▶ [PROBLEM TO SOLVE]:
Switch every "largest circle" in the material below to "biggest circle" and reproduce the rest unchanged.

(Point labeling dataset excerpts)
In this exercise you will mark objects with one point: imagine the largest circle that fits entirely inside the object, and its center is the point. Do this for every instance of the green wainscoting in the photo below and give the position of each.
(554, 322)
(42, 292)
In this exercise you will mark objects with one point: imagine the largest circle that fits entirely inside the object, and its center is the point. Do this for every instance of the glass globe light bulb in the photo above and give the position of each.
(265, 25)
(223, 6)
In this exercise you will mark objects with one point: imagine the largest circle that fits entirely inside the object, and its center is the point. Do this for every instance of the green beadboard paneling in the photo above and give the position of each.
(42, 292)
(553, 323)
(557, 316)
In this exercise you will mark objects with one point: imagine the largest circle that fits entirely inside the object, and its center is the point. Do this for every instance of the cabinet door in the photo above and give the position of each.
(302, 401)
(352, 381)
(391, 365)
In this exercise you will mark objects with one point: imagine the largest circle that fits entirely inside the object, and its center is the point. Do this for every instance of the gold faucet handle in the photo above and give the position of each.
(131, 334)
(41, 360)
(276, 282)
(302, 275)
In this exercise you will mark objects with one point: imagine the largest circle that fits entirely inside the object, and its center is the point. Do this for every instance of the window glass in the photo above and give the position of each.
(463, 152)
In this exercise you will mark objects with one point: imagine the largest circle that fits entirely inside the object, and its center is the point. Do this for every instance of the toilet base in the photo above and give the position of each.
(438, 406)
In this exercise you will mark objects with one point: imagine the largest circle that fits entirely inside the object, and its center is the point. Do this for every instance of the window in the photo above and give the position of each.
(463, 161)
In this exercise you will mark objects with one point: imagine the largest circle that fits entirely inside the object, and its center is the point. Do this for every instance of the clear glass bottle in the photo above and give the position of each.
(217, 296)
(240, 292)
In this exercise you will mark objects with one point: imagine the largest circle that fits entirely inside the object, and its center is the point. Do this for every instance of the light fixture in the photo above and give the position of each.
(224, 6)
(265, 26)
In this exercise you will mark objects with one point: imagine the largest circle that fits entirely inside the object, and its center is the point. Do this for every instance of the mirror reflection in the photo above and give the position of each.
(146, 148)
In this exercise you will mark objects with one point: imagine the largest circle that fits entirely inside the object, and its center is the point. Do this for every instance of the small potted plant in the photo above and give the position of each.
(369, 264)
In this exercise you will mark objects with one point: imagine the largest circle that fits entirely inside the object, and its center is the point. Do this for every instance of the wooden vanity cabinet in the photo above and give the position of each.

▶ [SOLUTION TO THE PROBLEM]:
In this exercise you will mark objects with one point: imagine the biggest circle that fits entirely inside the object, and its center is the point. Do this for every instance of the green wainscoting in the photo below and give the position of each.
(554, 322)
(42, 292)
In this exercise you will mark objects with one point: imagine the biggest circle that fits entirely inside the object, and its center is the point. Do this for every instance of the glass globe light bulb in the photo above and give the position of each.
(265, 25)
(223, 6)
In this exercise you will mark objects with one point: imagine the biggest circle that fits entirely inside the object, and its center is the point. Do this for every instance of the green beadboard paneling in the photo above and give the position of each.
(42, 292)
(553, 323)
(557, 316)
In this exercise you will mark objects with one point: imagine the biggest circle that fits entirely inside the object, and its center is the point. Do this for every instance of the cabinet door in the photo above and give the position of each.
(302, 401)
(352, 381)
(391, 365)
In this exercise you will mark objects with one point: imagine the biggest circle that fits entirely inside the object, and its center is the point. Do this for every instance of the gold faucet handle in the photo above and give the position of each.
(131, 334)
(41, 360)
(276, 282)
(302, 275)
In this exercise you will mark objects with one point: imagine the biggest circle that fits entirely inside the object, and its center is the point. Do this for every instance of the window glass in the photo above and give the position of each.
(463, 152)
In this exercise you will mark objects with one point: imagine the biggest circle that fits entirely inside the object, and its center is the point. Do this for every instance of the toilet base in the photo above and give the position of each.
(438, 406)
In this exercise you will mark objects with one point: imagine the biggest circle that fits entirely inside the object, and its center is the point. Do this for every instance of the window in the photo above and give the position of each.
(463, 161)
In this exercise you will mark objects with one point: imagine the biggest circle that fits entirely inside the object, and its center is the point. Do this for every instance of the clear glass bottle in the photo above and give the position of each.
(217, 296)
(240, 292)
In this exercise you will mark objects with one point: imagine the biggest circle that fits entirely inside the object, and its center is the point. Do this for every instance of the light fixture in the photo above and give the position of each.
(224, 6)
(265, 26)
In this exercise you will mark objects with one point: imagine the biggest circle that fits entirely inside the object, and its center is the point. Do this for every instance of the mirror reflection in the photo above and give the position of each.
(146, 148)
In this exercise you will mark objects with one point: imagine the biggest circle that fits entirely inside the object, and its center is the point. Do this for every instance of the small potted plant in the photo above and give the position of each.
(369, 264)
In this exercise you will mark objects with one point: imagine the biggest circle that fits entirely inside the object, and its center is the point. Do this for every instance of the wooden vanity cabinet in the photo above and give the position of each.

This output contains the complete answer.